** Start of Exercise input **

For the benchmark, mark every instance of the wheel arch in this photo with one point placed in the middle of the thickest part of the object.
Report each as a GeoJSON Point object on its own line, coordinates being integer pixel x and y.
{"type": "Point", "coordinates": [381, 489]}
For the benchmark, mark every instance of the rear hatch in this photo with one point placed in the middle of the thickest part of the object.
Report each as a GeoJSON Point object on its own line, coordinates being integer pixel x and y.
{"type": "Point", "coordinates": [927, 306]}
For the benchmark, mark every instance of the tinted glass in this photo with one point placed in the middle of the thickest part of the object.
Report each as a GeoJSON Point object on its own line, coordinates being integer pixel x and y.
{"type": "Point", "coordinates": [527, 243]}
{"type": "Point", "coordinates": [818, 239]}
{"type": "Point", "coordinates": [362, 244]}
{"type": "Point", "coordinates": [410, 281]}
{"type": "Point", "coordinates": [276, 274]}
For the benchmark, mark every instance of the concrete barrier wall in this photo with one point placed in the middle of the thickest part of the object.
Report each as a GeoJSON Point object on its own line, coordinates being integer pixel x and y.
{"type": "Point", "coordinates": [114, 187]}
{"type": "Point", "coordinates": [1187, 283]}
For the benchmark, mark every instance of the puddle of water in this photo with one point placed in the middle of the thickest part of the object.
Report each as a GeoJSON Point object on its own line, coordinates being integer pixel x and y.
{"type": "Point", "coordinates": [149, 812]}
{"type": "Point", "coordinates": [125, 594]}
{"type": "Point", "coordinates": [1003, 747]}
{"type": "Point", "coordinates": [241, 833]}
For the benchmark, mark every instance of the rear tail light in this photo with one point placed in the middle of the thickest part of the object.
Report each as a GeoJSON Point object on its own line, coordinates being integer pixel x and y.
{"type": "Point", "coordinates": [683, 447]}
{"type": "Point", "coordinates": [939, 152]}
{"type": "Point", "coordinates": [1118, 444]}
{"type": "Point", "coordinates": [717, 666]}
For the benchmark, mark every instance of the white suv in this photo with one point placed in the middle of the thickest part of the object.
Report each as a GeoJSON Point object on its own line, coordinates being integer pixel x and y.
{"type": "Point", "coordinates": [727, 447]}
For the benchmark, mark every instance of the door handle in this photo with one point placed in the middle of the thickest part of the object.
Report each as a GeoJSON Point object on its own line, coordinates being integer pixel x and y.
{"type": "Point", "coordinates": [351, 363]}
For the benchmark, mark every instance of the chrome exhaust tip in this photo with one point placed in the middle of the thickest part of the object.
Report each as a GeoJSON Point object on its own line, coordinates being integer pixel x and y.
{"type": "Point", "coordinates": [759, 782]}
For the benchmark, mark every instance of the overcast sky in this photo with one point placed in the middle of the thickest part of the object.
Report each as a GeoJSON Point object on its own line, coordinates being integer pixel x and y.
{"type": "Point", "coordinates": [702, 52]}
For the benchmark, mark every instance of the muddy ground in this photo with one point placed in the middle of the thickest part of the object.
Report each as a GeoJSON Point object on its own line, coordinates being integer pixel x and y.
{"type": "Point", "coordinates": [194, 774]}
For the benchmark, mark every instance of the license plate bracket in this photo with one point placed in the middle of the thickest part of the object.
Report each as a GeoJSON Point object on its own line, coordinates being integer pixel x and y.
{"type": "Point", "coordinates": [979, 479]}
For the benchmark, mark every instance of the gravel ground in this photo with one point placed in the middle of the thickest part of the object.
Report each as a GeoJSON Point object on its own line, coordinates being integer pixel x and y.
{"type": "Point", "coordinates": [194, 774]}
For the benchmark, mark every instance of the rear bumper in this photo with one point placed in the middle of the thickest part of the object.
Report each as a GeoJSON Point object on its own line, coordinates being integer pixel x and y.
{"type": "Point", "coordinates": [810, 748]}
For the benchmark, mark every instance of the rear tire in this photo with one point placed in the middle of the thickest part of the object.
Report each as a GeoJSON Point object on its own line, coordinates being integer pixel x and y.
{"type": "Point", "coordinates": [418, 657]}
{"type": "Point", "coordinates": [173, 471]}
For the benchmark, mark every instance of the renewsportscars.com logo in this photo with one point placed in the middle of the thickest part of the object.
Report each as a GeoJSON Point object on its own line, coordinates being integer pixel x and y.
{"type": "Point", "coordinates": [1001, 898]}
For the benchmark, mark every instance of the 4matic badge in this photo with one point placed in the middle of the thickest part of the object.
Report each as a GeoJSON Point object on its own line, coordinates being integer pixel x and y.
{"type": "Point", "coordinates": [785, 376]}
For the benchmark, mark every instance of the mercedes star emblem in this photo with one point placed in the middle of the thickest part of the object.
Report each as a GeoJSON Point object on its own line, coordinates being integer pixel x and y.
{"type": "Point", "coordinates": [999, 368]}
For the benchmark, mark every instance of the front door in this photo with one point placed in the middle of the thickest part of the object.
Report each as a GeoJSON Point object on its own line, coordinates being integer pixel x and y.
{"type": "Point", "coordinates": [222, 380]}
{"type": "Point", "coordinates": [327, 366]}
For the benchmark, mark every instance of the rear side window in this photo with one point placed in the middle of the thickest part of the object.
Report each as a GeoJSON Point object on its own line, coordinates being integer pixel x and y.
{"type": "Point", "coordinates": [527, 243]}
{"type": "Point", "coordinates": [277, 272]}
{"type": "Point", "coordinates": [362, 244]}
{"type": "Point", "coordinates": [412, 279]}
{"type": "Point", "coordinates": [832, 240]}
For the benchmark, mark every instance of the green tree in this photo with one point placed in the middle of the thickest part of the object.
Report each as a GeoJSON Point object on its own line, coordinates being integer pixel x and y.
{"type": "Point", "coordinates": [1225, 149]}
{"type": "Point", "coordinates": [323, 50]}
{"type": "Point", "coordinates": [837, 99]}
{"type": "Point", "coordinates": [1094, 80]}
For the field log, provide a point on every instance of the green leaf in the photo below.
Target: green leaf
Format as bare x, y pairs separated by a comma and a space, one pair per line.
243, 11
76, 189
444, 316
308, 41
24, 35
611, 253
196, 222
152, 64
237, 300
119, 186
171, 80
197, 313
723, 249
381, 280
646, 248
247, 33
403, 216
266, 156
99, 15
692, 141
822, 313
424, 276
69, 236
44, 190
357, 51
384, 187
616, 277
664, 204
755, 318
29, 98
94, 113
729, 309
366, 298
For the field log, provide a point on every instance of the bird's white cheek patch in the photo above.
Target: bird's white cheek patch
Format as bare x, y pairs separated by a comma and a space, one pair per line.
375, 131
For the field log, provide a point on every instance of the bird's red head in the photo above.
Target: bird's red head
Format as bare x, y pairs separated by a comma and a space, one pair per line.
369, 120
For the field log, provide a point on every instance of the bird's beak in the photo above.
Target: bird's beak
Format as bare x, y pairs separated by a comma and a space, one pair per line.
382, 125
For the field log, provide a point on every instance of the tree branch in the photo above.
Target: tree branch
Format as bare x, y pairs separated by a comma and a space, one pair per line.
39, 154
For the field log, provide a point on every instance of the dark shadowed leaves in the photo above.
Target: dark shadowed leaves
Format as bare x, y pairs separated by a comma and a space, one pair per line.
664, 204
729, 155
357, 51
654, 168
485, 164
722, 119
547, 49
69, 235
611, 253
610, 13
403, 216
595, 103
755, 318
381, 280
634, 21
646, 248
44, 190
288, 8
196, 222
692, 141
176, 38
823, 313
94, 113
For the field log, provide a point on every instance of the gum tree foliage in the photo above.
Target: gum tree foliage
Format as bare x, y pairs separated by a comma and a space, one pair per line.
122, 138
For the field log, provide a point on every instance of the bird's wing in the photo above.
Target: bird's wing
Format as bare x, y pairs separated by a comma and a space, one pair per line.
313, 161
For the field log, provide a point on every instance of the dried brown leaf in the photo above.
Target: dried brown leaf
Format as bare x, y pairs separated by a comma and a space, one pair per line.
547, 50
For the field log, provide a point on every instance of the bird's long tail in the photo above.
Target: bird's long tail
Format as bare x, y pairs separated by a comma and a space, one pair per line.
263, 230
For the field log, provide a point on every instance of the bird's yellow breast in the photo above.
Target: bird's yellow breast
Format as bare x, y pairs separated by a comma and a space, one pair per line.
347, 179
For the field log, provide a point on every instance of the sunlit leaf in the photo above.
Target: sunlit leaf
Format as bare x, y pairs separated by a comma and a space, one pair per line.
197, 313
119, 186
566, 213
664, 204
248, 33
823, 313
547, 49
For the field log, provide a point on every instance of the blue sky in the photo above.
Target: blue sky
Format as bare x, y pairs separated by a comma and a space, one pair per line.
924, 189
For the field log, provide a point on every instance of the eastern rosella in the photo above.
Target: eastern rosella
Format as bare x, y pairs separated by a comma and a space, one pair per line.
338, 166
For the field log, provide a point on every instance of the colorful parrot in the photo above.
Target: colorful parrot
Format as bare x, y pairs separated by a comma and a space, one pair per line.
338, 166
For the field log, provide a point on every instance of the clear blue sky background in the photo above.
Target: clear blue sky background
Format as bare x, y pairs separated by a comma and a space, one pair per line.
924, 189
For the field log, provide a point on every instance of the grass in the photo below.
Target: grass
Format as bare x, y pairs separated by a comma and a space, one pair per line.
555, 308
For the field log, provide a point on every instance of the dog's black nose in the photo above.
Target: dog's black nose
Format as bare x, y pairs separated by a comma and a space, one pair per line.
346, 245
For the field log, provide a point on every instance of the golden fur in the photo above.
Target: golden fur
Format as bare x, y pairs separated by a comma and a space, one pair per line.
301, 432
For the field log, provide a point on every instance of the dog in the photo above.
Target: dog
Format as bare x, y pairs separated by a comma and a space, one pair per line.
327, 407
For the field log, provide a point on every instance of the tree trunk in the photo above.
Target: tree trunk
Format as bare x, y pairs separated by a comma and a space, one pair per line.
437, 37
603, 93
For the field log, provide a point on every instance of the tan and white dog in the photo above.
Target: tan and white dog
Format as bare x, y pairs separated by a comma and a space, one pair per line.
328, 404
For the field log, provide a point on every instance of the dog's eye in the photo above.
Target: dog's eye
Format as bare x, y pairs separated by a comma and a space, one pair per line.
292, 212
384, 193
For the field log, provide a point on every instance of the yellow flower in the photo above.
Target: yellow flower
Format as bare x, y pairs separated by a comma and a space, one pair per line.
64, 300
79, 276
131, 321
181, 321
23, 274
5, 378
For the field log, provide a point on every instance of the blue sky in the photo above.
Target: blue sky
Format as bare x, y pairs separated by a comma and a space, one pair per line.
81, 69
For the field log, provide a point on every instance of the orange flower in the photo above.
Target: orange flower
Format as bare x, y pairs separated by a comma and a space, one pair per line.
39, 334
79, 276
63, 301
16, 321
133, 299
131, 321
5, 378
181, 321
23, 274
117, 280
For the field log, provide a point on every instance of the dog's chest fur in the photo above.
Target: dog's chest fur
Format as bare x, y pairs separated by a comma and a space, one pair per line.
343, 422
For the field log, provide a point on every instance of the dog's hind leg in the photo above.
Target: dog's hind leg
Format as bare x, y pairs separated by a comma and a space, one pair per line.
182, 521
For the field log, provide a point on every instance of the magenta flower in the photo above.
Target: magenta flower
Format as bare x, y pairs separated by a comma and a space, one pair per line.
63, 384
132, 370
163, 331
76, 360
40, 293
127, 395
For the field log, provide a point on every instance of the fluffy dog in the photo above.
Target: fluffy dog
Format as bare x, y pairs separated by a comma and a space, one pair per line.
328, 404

** End of Exercise input **

## Written problem
Substitute "purple" for "magenta" in the lines running from the line with "leg in the photo above." through the end of the records. Give only those lines, with all else unchanged.

## Worked answer
For the field log, provide a point on every instance of the dog's hind leg in the photo above.
Target: dog's hind leg
Format as bare x, y pairs separated by a comma and a space, one pair per line.
182, 521
For the field log, provide a point on every instance of the purple flower in the photo above.
Target: purple flower
Format as bare x, y pairs separated by a comma and a space, one pair per line.
63, 384
132, 370
163, 331
76, 360
40, 293
127, 395
For the field log, provide a point on every instance of the fluffy dog in the photo above.
Target: fluffy dog
Format as bare x, y pairs separated by a comma and a space, one pair per line.
328, 404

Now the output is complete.